--- GIVEN TEXT Enclosed Below ---

Figure 3. Alterations in cellular metabolism induced by mTORC1 activation.

A) Placement of the mTORC1-induced metabolic genes within their metabolic pathways. Genes found to be regulated by mTORC1 are shown in red, with those in the most stringent set indicated (*).

B) mTORC1 signaling stimulates glucose uptake. MEFs were serum starved for 16 hours in the presence of vehicle or rapamycin (20 nM). Glucose uptake was measured as the incorporation of 2-deoxy-D-[³H]-glucose over 4 minutes and normalized to cell number. Levels are presented as mean±SD relative to Tsc2^+/+ cells from four independent experiments. *p<0.002 versus Tsc2^+/+; **p<0.009 versus Tsc2^−/−.

C) mTORC1 signaling increases lactate production. Cells were grown as in (B), and lactate secretion into the media was measured over the final hour. Lactate concentrations normalized to cell number are presented as mean±SD relative to Tsc2^+/+ cells from three independent experiments. *p<0.00001 versus Tsc2^+/+; **p<0.006 versus Tsc2^−/−.

--- End of Enclosed GIVEN TEXT ---

_EXERCISE TASKS:_
1. In the mTORC1 figure legend, how long were the MEFs serum starved before glucose uptake was measured?
2. Write the next part of the mTORC1 figure legend, picking up after its description of panel C.
The material that comes next has no connection to the mTORC1 figure legend.

--- INFORMATION SHOWN Enclosed Below ---

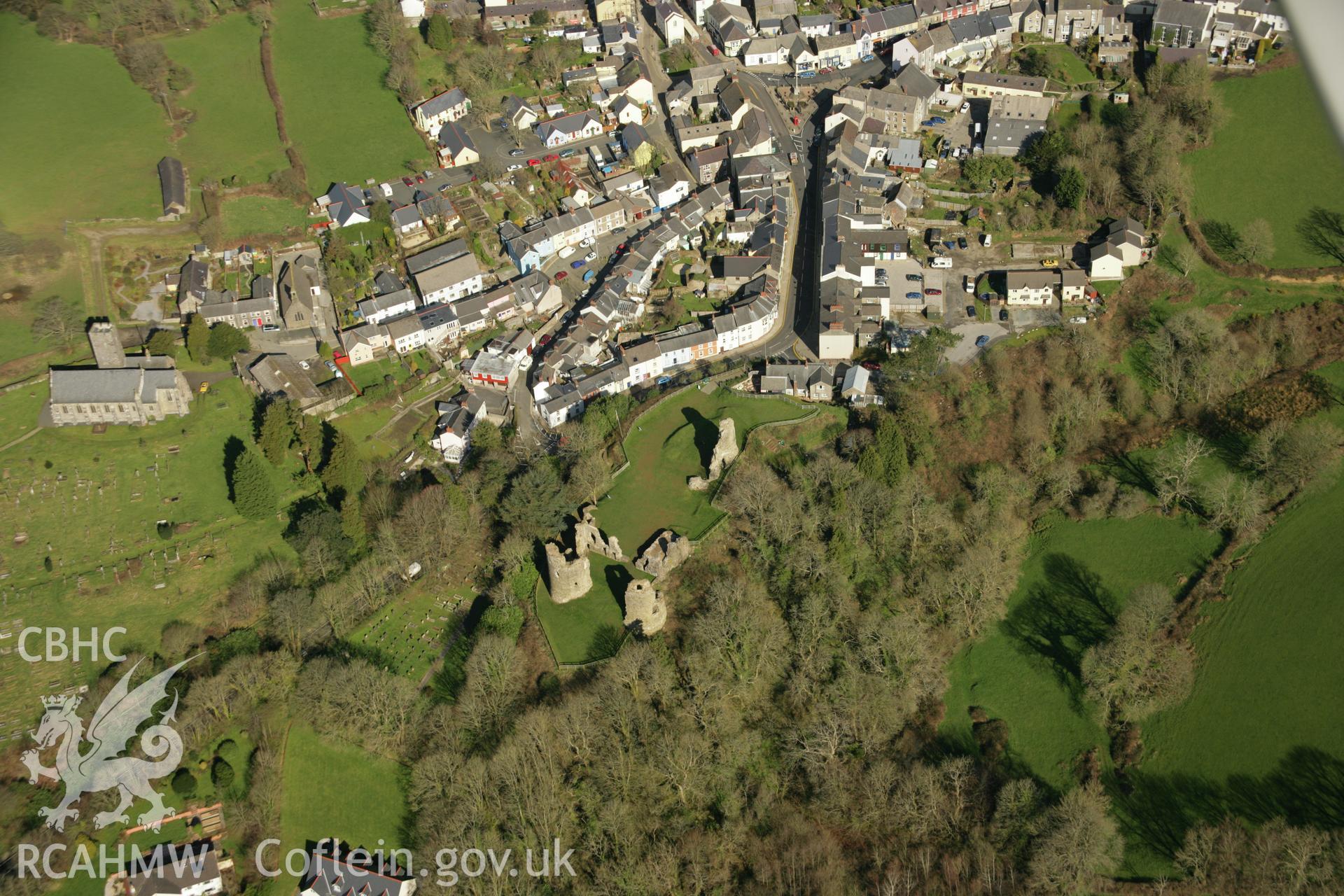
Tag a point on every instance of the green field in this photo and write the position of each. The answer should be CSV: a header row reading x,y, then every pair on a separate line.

--- End of Enclosed INFORMATION SHOWN ---

_RESPONSES PER TASK:_
1. The MEFs were serum starved for 16 hours.

2.
D) mTORC1 signaling stimulates de novo lipid biosynthesis. MEFs were serum starved for 24 h in the presence of vehicle or rapamycin (20 nM) and were incubated with D-[6-¹⁴C]-glucose for the final 4 h. ¹⁴C incorporation into the lipid fraction was measured and is presented as mean±SD relative to Tsc2^+/+ cells. These data are representative of three independent experiments. *p<0.006 versus Tsc2^+/+; **p<0.004 versus Tsc2^−/−.

E) Metabolomic profiling demonstrates that mTORC1 activation increases metabolites of glycolysis and the pentose phosphate pathway. MEFs were grown as in (B) and metabolites were extracted and profiled by LC-MS. Relative levels of specific metabolites, normalized to cell number, from three independent samples for each cell line and treatment are shown in the heat map. Metabolites showing a pattern consistent with mTORC1 regulation are indicated (*). The complete metabolomic profile is provided as supplemental Figure S3 and Table S4.

F) mTORC1 signaling increases flux through glycolysis. MEFs were grown as in (B) and incubated with [1,2-¹³C]-glucose for 15 min prior to metabolite extraction and LC-MS analysis. Levels of dually ¹³C-labeled glycolytic intermediates, normalized to cell number, are presented as mean±SD over three independent samples.

G) mTORC1 signaling increases flux through the oxidative branch of the pentose phosphate pathway. The ratio of singly (1×) and doubly (2×) ¹³C-labeled to unlabeled (¹²C) pentose phosphate pathway metabolites were measured by LC-MS in the samples from (F). P-values for pair-wise comparisons in (F) and (G) are listed in the accompanying table.